## Exercise 1
Write out the records below without changes, beginning at their first line and stopping after the line that contains "top-left (1185, 327), bottom-right". Leave the pictures out of your answer.

## Selected excerpt
+-------+

- From: Bert Bos <bert@w3.org>
- Date: Mon, 17 Mar 2008 18:05:33 +0100
- To: www-style@w3.org
On Wednesday 12 March 2008 13:41, Andrei Polushin wrote:
> 2008/3/12, fantasai wrote:
> > I'll note that
> > 3cm-2cm
> > will be parsed as a single DIMENSION token
I seem to remember that we discussed this during some meeting and
concluded that white space (or a comment) would indeed be needed
between a dimension and the following minus sign and that we would just
have to warn users about that...
> > and
> > 3cm -2cm
> > will be parsed as two DIMENSION tokens. Is that what we want? Is
> > whitespace required around minus and plus signs to treat them like
> > operators or is tokenization different inside calc() like it is
> > inside :nth-child()?

+-------+

## Records shown

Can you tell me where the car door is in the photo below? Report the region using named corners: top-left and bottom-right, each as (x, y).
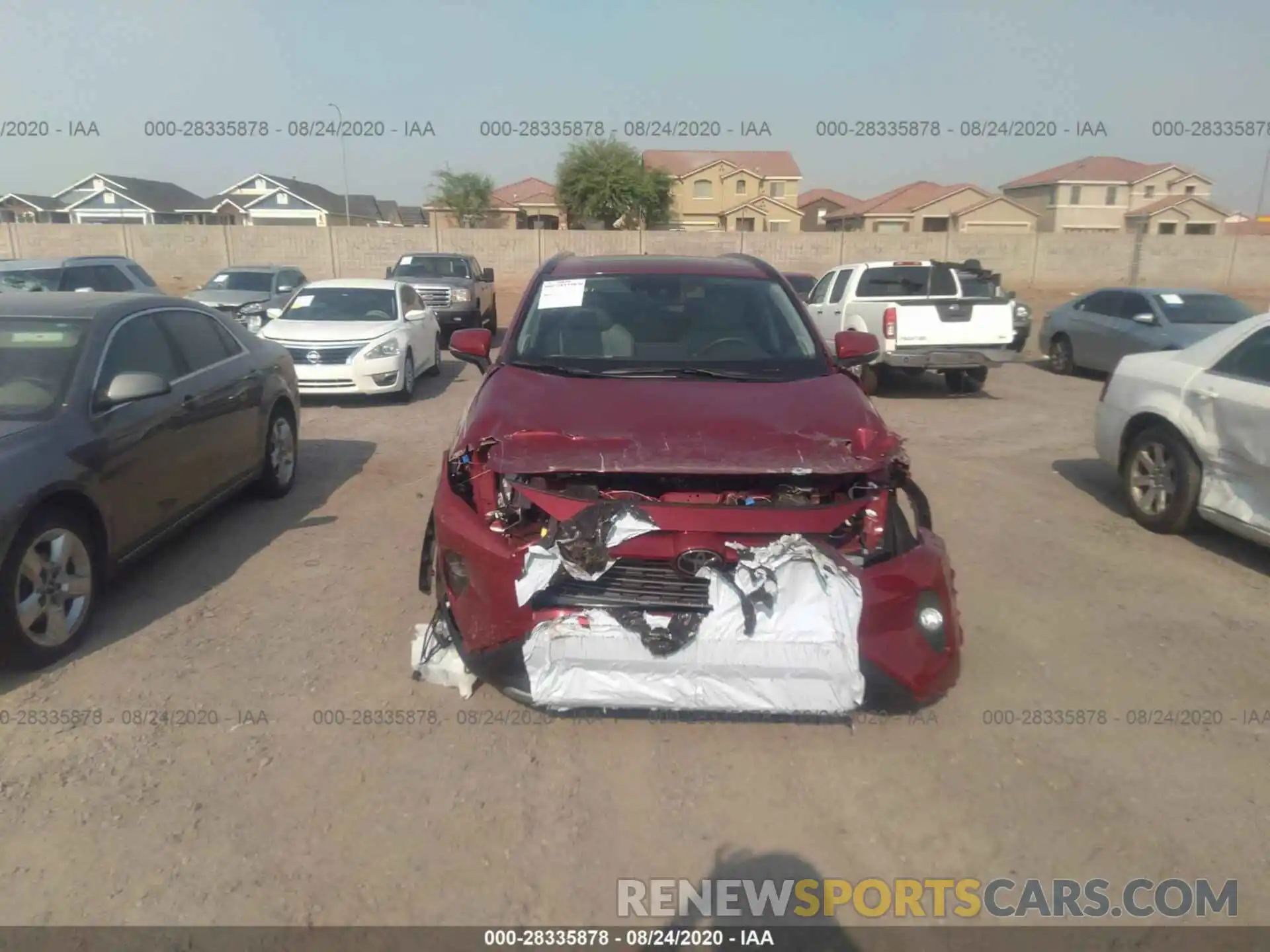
top-left (1105, 291), bottom-right (1168, 370)
top-left (87, 312), bottom-right (196, 552)
top-left (806, 268), bottom-right (839, 340)
top-left (156, 309), bottom-right (264, 502)
top-left (1185, 327), bottom-right (1270, 533)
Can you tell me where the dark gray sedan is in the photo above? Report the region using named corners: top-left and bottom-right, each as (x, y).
top-left (0, 292), bottom-right (300, 666)
top-left (1037, 288), bottom-right (1256, 373)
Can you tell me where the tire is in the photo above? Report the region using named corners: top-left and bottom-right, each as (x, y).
top-left (395, 350), bottom-right (414, 404)
top-left (1120, 426), bottom-right (1203, 534)
top-left (257, 406), bottom-right (300, 499)
top-left (423, 334), bottom-right (441, 377)
top-left (0, 506), bottom-right (104, 668)
top-left (1049, 334), bottom-right (1076, 377)
top-left (860, 363), bottom-right (879, 396)
top-left (944, 367), bottom-right (988, 393)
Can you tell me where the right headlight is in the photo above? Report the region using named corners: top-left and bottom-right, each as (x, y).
top-left (362, 338), bottom-right (402, 360)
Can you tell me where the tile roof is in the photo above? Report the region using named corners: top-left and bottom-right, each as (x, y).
top-left (824, 182), bottom-right (983, 219)
top-left (644, 149), bottom-right (802, 179)
top-left (798, 188), bottom-right (860, 208)
top-left (1001, 155), bottom-right (1189, 188)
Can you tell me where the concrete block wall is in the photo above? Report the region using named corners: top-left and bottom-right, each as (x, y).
top-left (7, 223), bottom-right (1270, 291)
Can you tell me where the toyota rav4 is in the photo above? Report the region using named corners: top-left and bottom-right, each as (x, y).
top-left (417, 254), bottom-right (961, 716)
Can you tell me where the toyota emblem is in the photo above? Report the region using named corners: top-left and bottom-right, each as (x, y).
top-left (675, 548), bottom-right (722, 579)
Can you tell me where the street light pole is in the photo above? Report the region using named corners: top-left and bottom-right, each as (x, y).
top-left (326, 103), bottom-right (353, 225)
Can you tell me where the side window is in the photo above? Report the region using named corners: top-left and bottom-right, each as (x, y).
top-left (1213, 327), bottom-right (1270, 386)
top-left (1120, 292), bottom-right (1152, 321)
top-left (806, 272), bottom-right (834, 305)
top-left (829, 268), bottom-right (851, 305)
top-left (159, 311), bottom-right (237, 373)
top-left (124, 262), bottom-right (159, 288)
top-left (93, 264), bottom-right (135, 291)
top-left (97, 313), bottom-right (183, 401)
top-left (61, 265), bottom-right (104, 291)
top-left (931, 265), bottom-right (956, 297)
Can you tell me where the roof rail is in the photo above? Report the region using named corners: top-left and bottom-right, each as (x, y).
top-left (542, 251), bottom-right (577, 274)
top-left (719, 251), bottom-right (781, 279)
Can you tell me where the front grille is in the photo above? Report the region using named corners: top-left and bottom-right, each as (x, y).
top-left (531, 559), bottom-right (710, 612)
top-left (287, 344), bottom-right (364, 366)
top-left (414, 284), bottom-right (451, 307)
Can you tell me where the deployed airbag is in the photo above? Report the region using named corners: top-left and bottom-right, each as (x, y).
top-left (523, 536), bottom-right (865, 713)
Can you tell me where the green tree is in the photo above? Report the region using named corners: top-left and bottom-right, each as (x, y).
top-left (432, 169), bottom-right (494, 229)
top-left (556, 138), bottom-right (673, 229)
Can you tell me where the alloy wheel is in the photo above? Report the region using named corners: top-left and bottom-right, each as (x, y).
top-left (14, 528), bottom-right (93, 647)
top-left (1129, 443), bottom-right (1177, 516)
top-left (269, 414), bottom-right (296, 486)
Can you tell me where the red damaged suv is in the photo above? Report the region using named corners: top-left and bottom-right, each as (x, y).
top-left (419, 253), bottom-right (961, 709)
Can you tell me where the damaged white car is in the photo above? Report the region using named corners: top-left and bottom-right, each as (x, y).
top-left (1096, 313), bottom-right (1270, 546)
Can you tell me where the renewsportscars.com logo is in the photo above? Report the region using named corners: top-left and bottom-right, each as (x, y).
top-left (617, 877), bottom-right (1238, 922)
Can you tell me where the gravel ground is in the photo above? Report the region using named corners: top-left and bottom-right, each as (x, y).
top-left (0, 330), bottom-right (1270, 926)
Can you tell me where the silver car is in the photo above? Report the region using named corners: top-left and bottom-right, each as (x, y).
top-left (1037, 288), bottom-right (1255, 373)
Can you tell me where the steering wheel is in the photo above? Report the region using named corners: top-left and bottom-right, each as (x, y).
top-left (697, 338), bottom-right (754, 357)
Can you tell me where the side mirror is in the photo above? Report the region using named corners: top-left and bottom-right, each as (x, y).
top-left (450, 327), bottom-right (494, 373)
top-left (101, 371), bottom-right (171, 406)
top-left (833, 330), bottom-right (881, 368)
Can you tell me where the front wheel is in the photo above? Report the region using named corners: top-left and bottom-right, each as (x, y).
top-left (0, 508), bottom-right (102, 668)
top-left (396, 350), bottom-right (414, 404)
top-left (1120, 426), bottom-right (1203, 534)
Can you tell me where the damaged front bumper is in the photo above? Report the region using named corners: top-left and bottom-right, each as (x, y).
top-left (419, 450), bottom-right (961, 715)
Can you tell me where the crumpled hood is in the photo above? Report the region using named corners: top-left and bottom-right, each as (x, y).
top-left (261, 320), bottom-right (402, 344)
top-left (462, 363), bottom-right (900, 475)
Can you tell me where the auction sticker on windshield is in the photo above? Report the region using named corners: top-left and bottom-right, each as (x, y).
top-left (538, 278), bottom-right (587, 311)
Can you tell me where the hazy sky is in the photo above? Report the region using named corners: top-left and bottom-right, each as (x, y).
top-left (0, 0), bottom-right (1270, 212)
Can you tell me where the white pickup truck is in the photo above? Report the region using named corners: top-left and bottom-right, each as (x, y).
top-left (806, 262), bottom-right (1017, 393)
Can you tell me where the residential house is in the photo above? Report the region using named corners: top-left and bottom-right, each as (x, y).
top-left (0, 192), bottom-right (71, 225)
top-left (1001, 155), bottom-right (1227, 235)
top-left (824, 182), bottom-right (1037, 235)
top-left (798, 188), bottom-right (860, 231)
top-left (423, 178), bottom-right (566, 230)
top-left (644, 150), bottom-right (802, 231)
top-left (37, 173), bottom-right (216, 225)
top-left (206, 174), bottom-right (402, 227)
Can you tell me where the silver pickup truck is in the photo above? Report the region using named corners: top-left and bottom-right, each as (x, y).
top-left (806, 262), bottom-right (1017, 393)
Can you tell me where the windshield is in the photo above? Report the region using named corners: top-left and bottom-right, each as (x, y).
top-left (0, 268), bottom-right (62, 291)
top-left (1152, 294), bottom-right (1256, 324)
top-left (508, 274), bottom-right (828, 379)
top-left (203, 272), bottom-right (273, 291)
top-left (278, 288), bottom-right (396, 321)
top-left (956, 272), bottom-right (997, 297)
top-left (785, 274), bottom-right (816, 294)
top-left (0, 317), bottom-right (89, 420)
top-left (392, 257), bottom-right (472, 278)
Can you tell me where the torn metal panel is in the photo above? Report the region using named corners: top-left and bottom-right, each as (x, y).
top-left (516, 501), bottom-right (657, 606)
top-left (523, 536), bottom-right (865, 713)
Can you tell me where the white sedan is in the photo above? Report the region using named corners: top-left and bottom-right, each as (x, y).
top-left (261, 278), bottom-right (441, 403)
top-left (1095, 313), bottom-right (1270, 545)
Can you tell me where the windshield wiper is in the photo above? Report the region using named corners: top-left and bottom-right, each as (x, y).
top-left (599, 367), bottom-right (772, 381)
top-left (507, 360), bottom-right (605, 377)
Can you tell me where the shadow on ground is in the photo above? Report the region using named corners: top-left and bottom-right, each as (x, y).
top-left (0, 439), bottom-right (374, 694)
top-left (1053, 459), bottom-right (1270, 575)
top-left (639, 848), bottom-right (860, 952)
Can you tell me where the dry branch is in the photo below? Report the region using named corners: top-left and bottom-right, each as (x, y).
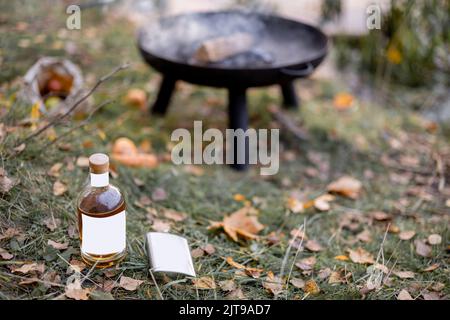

+-------+

## Exercise 2
From the message above about parsing minus signs in calc(), reproduce the passage word for word, beginning at "- From: Bert" and stopping after "users about that...".

## Complete output 1
Can you tell me where the car door is in the photo below? Report the region using named corners: top-left and bottom-right, each as (x, y).
top-left (1105, 291), bottom-right (1168, 370)
top-left (87, 312), bottom-right (196, 552)
top-left (806, 268), bottom-right (839, 340)
top-left (156, 309), bottom-right (264, 502)
top-left (1185, 327), bottom-right (1270, 533)

## Complete output 2
- From: Bert Bos <bert@w3.org>
- Date: Mon, 17 Mar 2008 18:05:33 +0100
- To: www-style@w3.org
On Wednesday 12 March 2008 13:41, Andrei Polushin wrote:
> 2008/3/12, fantasai wrote:
> > I'll note that
> > 3cm-2cm
> > will be parsed as a single DIMENSION token
I seem to remember that we discussed this during some meeting and
concluded that white space (or a comment) would indeed be needed
between a dimension and the following minus sign and that we would just
have to warn users about that...